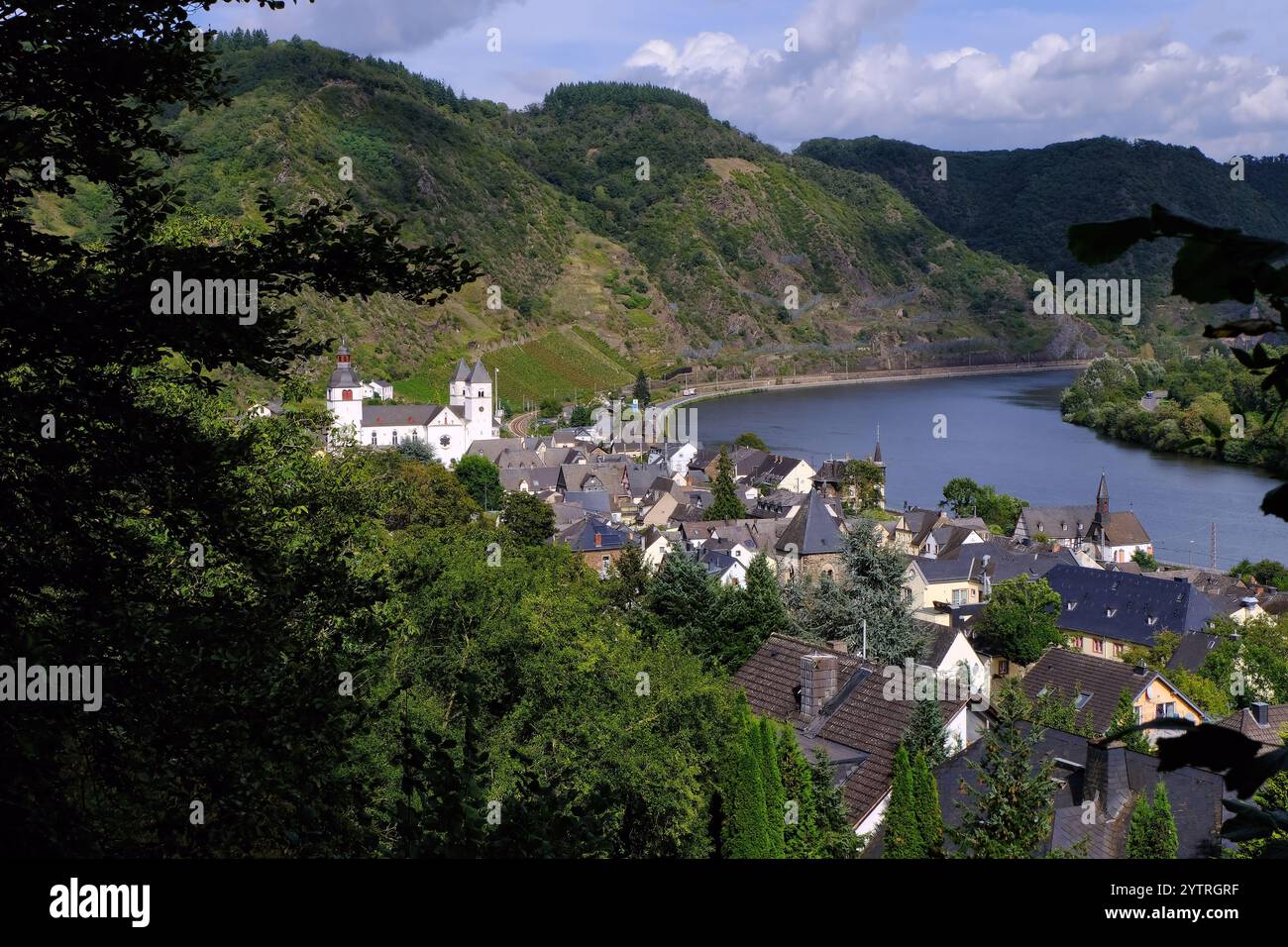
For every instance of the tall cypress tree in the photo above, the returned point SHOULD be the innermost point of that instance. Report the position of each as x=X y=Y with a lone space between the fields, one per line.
x=925 y=733
x=902 y=831
x=724 y=493
x=776 y=797
x=746 y=827
x=930 y=819
x=1151 y=831
x=800 y=836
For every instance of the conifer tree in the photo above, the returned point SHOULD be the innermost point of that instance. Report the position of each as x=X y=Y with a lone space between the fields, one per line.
x=930 y=819
x=724 y=493
x=1009 y=813
x=1125 y=716
x=745 y=832
x=925 y=733
x=902 y=832
x=1151 y=831
x=774 y=793
x=800 y=836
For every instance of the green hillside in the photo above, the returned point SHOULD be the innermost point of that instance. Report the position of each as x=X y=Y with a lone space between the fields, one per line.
x=1020 y=202
x=690 y=264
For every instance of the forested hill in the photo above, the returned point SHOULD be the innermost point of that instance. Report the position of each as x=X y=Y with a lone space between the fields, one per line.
x=1020 y=202
x=623 y=226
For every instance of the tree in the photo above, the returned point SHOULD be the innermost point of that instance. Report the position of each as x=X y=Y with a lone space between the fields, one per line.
x=1151 y=830
x=930 y=818
x=206 y=562
x=902 y=825
x=724 y=493
x=866 y=479
x=745 y=832
x=925 y=735
x=1009 y=813
x=642 y=393
x=1125 y=718
x=482 y=480
x=1145 y=561
x=874 y=582
x=1019 y=620
x=776 y=797
x=416 y=450
x=528 y=518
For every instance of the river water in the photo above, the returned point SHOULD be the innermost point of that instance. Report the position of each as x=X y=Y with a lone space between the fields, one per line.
x=1006 y=431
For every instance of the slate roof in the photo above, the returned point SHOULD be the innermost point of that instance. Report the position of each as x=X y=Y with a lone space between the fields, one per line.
x=967 y=564
x=1194 y=795
x=858 y=728
x=812 y=528
x=1121 y=605
x=1057 y=522
x=1070 y=674
x=399 y=415
x=1192 y=651
x=581 y=536
x=1245 y=723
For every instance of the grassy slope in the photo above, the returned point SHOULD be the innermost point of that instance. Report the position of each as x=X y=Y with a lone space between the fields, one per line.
x=648 y=273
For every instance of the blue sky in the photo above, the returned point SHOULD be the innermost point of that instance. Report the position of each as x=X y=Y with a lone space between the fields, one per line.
x=949 y=73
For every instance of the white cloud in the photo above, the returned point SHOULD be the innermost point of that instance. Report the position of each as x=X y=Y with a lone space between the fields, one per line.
x=1133 y=85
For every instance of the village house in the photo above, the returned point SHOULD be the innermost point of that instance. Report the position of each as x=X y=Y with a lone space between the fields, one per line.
x=1095 y=685
x=836 y=702
x=1112 y=780
x=1104 y=612
x=1106 y=536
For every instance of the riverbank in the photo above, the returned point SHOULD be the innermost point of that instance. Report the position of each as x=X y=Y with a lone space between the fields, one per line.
x=722 y=389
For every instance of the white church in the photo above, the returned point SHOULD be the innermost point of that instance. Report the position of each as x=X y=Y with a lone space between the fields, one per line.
x=449 y=429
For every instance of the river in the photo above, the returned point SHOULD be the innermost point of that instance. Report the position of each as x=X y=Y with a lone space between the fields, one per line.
x=1006 y=431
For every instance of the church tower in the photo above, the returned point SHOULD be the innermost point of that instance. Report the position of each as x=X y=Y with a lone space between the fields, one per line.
x=459 y=385
x=478 y=405
x=344 y=393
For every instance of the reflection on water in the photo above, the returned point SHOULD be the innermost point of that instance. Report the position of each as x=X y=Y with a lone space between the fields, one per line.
x=1006 y=431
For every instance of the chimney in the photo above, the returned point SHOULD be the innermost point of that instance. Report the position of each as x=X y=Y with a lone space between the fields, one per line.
x=1261 y=712
x=818 y=682
x=1106 y=779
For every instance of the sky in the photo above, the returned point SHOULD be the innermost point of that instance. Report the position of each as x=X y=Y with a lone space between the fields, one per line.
x=947 y=73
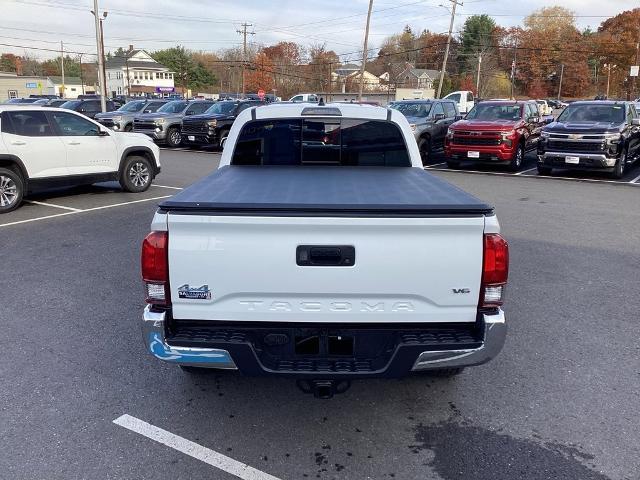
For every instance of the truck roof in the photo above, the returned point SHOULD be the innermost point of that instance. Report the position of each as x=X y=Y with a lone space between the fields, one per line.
x=325 y=191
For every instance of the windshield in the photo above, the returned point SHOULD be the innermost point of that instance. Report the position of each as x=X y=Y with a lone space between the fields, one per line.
x=134 y=106
x=494 y=111
x=221 y=108
x=417 y=109
x=71 y=104
x=593 y=113
x=174 y=107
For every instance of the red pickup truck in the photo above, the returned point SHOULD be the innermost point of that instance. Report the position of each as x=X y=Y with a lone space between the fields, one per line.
x=495 y=132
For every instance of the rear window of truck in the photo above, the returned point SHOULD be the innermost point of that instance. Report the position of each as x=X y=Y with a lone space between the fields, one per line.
x=321 y=141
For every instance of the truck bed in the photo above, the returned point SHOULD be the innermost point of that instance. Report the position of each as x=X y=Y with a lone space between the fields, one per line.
x=324 y=190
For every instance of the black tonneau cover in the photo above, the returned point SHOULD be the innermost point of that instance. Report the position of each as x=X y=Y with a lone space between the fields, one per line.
x=322 y=191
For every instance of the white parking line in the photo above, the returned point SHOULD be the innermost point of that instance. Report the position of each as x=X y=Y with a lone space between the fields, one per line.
x=53 y=205
x=167 y=186
x=525 y=171
x=77 y=211
x=539 y=177
x=204 y=454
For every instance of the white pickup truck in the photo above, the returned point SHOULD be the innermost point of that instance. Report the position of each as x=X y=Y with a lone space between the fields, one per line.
x=321 y=250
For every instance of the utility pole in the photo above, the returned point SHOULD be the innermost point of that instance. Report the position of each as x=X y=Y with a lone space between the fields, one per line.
x=104 y=68
x=364 y=52
x=81 y=76
x=100 y=52
x=446 y=51
x=608 y=66
x=329 y=83
x=513 y=69
x=561 y=76
x=478 y=78
x=244 y=34
x=62 y=67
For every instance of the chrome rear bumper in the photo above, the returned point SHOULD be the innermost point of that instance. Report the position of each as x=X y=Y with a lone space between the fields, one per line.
x=495 y=332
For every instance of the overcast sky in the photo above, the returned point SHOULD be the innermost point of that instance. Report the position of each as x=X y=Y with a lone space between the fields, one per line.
x=211 y=25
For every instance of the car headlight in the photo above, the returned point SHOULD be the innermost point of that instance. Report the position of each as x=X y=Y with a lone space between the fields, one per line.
x=612 y=137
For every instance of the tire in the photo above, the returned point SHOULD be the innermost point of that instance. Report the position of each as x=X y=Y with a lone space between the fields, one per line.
x=136 y=174
x=223 y=139
x=621 y=164
x=453 y=165
x=174 y=138
x=424 y=145
x=518 y=158
x=11 y=190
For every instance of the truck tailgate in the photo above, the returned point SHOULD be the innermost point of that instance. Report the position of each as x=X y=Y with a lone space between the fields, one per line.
x=245 y=268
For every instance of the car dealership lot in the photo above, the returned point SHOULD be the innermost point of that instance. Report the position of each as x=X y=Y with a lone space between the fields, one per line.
x=560 y=401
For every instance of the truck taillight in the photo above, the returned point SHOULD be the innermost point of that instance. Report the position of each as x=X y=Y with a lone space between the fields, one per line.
x=155 y=268
x=495 y=271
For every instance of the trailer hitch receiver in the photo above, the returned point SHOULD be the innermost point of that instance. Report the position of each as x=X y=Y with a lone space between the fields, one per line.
x=323 y=389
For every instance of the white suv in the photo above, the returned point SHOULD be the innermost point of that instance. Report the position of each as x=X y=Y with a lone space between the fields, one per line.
x=49 y=147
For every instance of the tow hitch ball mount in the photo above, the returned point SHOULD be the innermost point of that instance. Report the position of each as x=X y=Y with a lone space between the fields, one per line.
x=323 y=389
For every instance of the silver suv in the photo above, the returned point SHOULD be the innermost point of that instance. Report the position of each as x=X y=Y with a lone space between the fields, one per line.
x=121 y=120
x=165 y=124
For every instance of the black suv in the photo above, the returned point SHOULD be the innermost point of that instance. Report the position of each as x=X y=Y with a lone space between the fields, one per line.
x=429 y=121
x=591 y=135
x=89 y=108
x=212 y=127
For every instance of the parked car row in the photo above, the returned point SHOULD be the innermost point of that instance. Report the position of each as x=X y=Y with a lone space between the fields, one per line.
x=587 y=135
x=193 y=123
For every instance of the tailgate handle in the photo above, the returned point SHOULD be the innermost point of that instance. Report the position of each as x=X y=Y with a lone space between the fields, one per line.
x=325 y=255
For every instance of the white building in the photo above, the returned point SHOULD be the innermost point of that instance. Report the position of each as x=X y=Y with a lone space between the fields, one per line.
x=73 y=86
x=145 y=75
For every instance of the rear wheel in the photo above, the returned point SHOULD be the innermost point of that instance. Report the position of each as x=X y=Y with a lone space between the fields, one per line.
x=136 y=174
x=518 y=158
x=621 y=165
x=173 y=137
x=424 y=145
x=544 y=170
x=11 y=190
x=223 y=139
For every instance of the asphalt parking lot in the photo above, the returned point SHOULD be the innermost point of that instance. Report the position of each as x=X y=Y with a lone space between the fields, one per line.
x=82 y=399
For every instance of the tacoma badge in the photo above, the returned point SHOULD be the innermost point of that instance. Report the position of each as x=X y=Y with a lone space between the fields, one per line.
x=194 y=293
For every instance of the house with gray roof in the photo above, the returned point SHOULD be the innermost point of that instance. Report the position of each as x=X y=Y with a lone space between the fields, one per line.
x=137 y=73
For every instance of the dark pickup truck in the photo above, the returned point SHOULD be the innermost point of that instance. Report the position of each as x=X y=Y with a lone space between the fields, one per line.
x=591 y=135
x=212 y=127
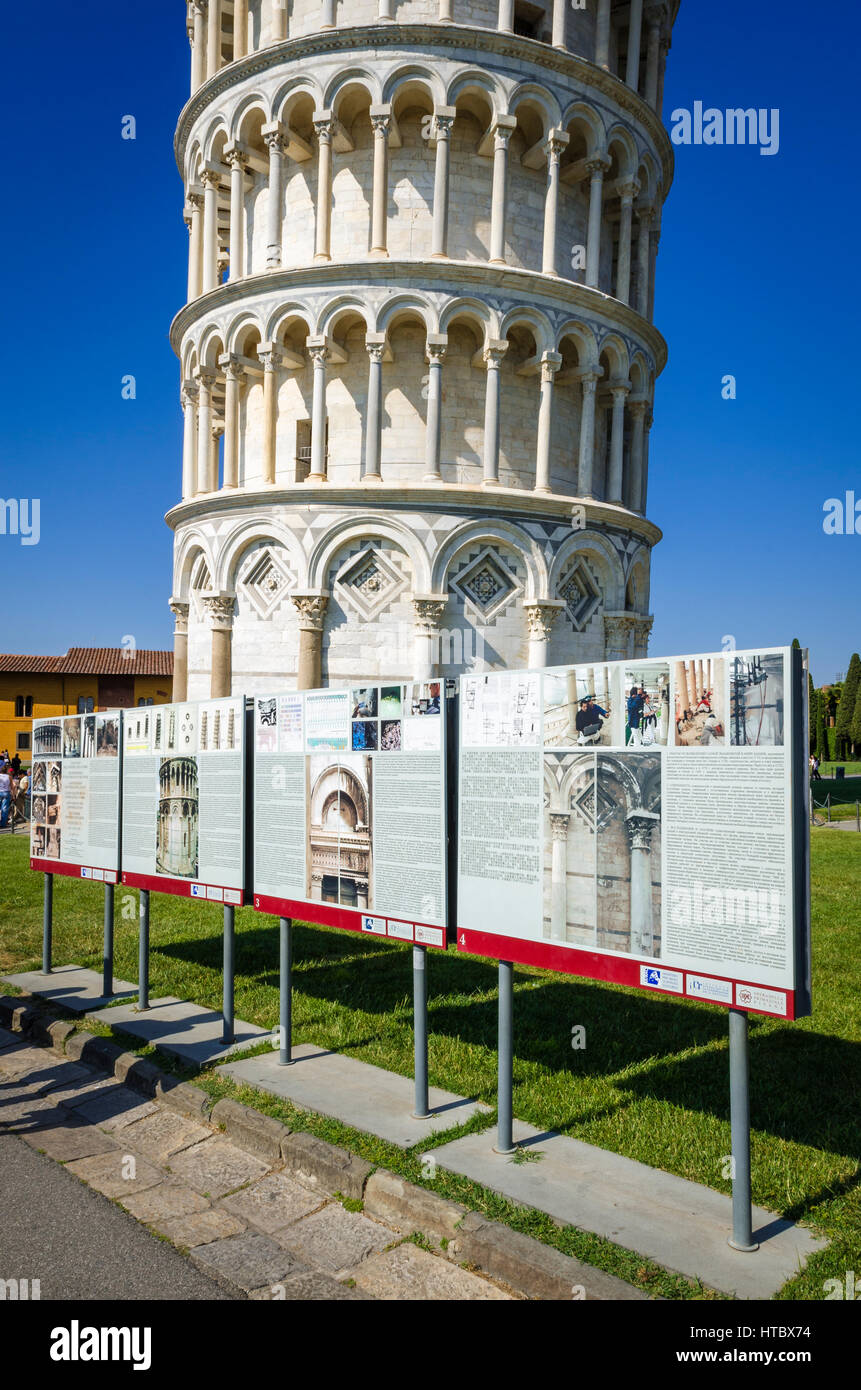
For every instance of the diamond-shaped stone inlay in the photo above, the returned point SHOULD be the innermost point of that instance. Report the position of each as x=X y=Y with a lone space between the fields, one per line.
x=369 y=583
x=486 y=585
x=580 y=594
x=266 y=581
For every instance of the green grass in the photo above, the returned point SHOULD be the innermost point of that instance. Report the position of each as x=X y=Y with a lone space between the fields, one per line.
x=651 y=1082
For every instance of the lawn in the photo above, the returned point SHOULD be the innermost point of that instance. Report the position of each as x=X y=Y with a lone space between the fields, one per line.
x=650 y=1083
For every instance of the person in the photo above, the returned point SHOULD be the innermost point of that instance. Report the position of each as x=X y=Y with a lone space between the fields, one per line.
x=6 y=794
x=634 y=713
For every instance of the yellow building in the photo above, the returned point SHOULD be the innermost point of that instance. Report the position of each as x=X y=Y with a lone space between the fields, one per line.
x=85 y=679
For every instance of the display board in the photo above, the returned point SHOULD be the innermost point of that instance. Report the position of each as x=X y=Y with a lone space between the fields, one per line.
x=349 y=809
x=184 y=798
x=641 y=822
x=75 y=795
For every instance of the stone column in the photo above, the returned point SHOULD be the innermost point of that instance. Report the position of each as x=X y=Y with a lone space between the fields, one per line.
x=273 y=135
x=180 y=612
x=558 y=875
x=270 y=357
x=540 y=617
x=502 y=134
x=637 y=409
x=189 y=402
x=429 y=609
x=557 y=142
x=310 y=608
x=550 y=366
x=324 y=129
x=213 y=38
x=602 y=25
x=319 y=353
x=597 y=168
x=653 y=53
x=433 y=431
x=634 y=32
x=644 y=221
x=195 y=249
x=639 y=824
x=586 y=464
x=212 y=178
x=381 y=121
x=199 y=46
x=220 y=609
x=493 y=356
x=444 y=120
x=373 y=424
x=206 y=380
x=234 y=378
x=616 y=442
x=237 y=260
x=239 y=28
x=628 y=192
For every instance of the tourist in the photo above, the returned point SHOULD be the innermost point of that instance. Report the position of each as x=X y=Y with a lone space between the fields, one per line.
x=6 y=794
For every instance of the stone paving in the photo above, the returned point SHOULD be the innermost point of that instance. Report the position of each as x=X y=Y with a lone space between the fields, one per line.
x=249 y=1225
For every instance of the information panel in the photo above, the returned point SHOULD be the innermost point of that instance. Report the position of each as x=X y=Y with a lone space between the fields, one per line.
x=184 y=798
x=75 y=795
x=641 y=822
x=349 y=809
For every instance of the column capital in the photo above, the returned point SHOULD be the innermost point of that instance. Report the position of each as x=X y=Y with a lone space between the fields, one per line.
x=220 y=609
x=310 y=605
x=493 y=352
x=180 y=609
x=540 y=617
x=429 y=609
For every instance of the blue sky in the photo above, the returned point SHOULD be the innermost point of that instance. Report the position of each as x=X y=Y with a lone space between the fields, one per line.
x=757 y=278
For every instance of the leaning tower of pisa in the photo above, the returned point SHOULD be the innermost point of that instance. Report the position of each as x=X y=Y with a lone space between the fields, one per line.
x=417 y=355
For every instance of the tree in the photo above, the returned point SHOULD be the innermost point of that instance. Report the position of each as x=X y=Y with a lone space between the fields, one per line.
x=846 y=708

◆ ◆ ◆

▶ Objective
Copy every line from the one containing "For every instance of the column" through the end of the items above, leaving the wording of each item unchanged, and shift every coordinate in the answers by adding 63 to it.

▶ Task answer
For every instance of the column capital in the photo above, the returned point SHOULD be the innermost point of that instance. Report the position of each as x=X y=Y with a lone space between the fields, one per line.
x=283 y=672
x=373 y=668
x=556 y=415
x=243 y=672
x=603 y=680
x=492 y=672
For every instance of the blue sky in the photo above, the returned point SHOULD be the innermost point of that instance. Report the position of each as x=X y=Y with a lone space between the fields, one per line.
x=820 y=341
For every instance of the leaning tower of pisa in the photo above, the returned point SHOULD be the innermost point of that instance. Report the position of each as x=X y=Y with a lone space between the fields, one per line.
x=480 y=418
For every instance of the tree in the photo above, the returned point SHOULD be the innermost point of that instance. Report the position of each as x=X y=Y with a lone space between the fields, one per line.
x=909 y=771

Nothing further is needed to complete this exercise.